TEXTO FORNECIDO
--------------------

Lula3 e a Oposição
Gilmar Mendes Lourenço.
A regra de convivência política nas democracias modernas, escoradas em convergências e divergências implícitas no fenômeno de permanente pluralidade de ideias e cotejo de posições, aprofundado pelas chances de alternância de poder, expressa a natureza de rara obtenção de maioria parlamentar pela corrente vencedora das eleições.
Especificamente o não domínio instantâneo e automático da casa de leis pelo executivo determina a necessidade de realização de esforços para estabelecimento de diálogos e negociações maduras visando à montagem de uma coalização de forças destinada à viabilização da governabilidade.
Os casos mais recentes, observados nos pleitos majoritários acontecidos nas principais nações europeias, especificamente França, Itália, Espanha e Portugal, servem como referência do apreciável conjunto de complexidades que envolve as transições democráticas em clima de acirramento das tensões notadamente entre as correntes extremas do espectro ideológico.

--------------------

DADOS FORNECIDOS
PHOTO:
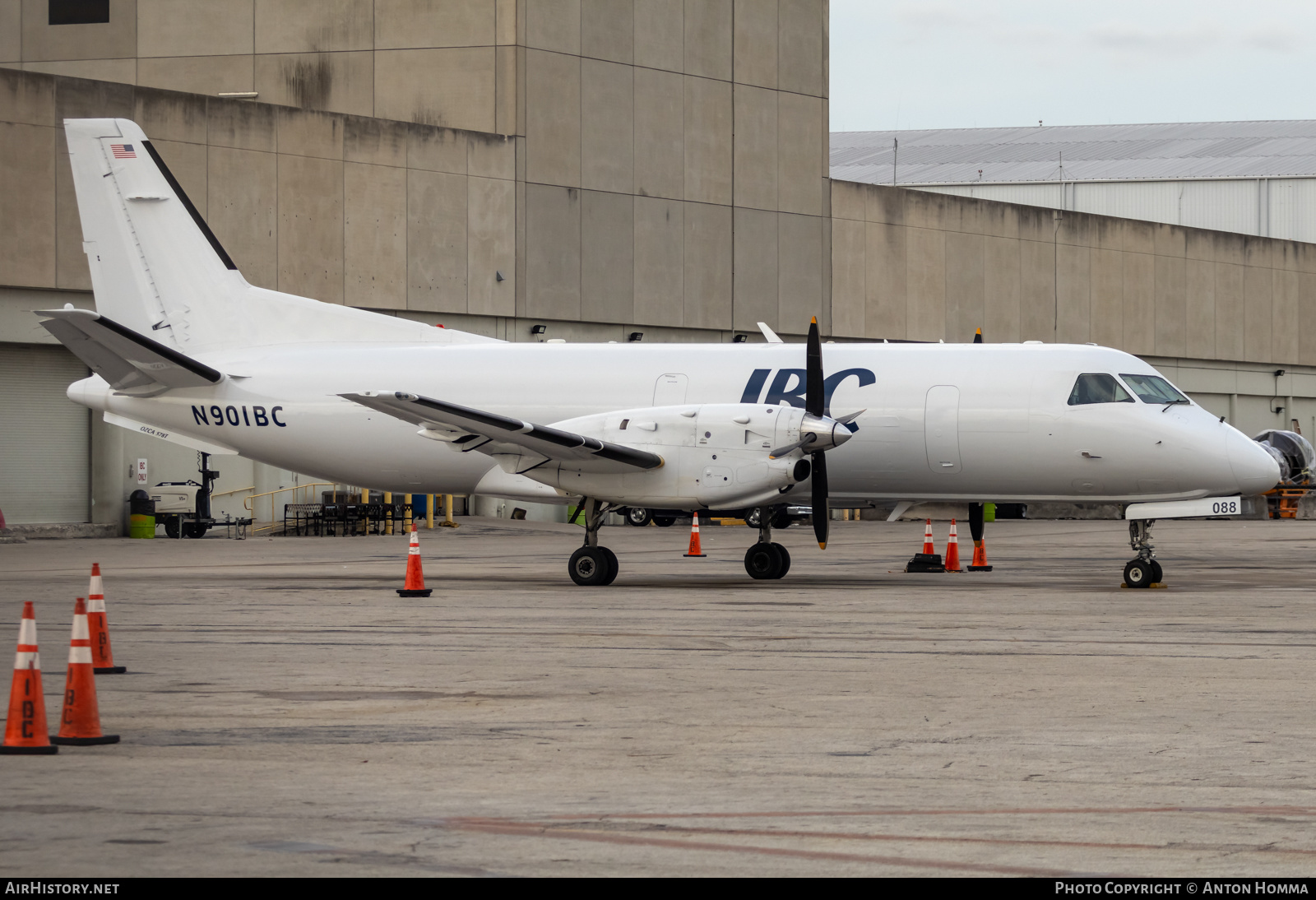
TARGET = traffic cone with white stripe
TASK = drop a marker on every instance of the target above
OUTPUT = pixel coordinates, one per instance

--------------------

TAREFA 1
Responda com base no artigo "Lula3 e a Oposição":
(a) Que nações europeias o texto cita como casos recentes?
(b) Segundo o texto, o que aprofunda o fenômeno de permanente pluralidade de ideias e cotejo de posições?
(c) Para que serve a coalizão de forças mencionada no texto?
TAREFA 2
Transcreva do artigo "Lula3 e a Oposição" o trecho de "Especificamente o não" a "do espectro ideológico.", sem nenhuma alteração.

RESPOSTA 1
(a) França, Itália, Espanha e Portugal.
(b) As chances de alternância de poder.
(c) Para viabilizar a governabilidade.

RESPOSTA 2
Especificamente o não domínio instantâneo e automático da casa de leis pelo executivo determina a necessidade de realização de esforços para estabelecimento de diálogos e negociações maduras visando à montagem de uma coalização de forças destinada à viabilização da governabilidade.
Os casos mais recentes, observados nos pleitos majoritários acontecidos nas principais nações europeias, especificamente França, Itália, Espanha e Portugal, servem como referência do apreciável conjunto de complexidades que envolve as transições democráticas em clima de acirramento das tensões notadamente entre as correntes extremas do espectro ideológico.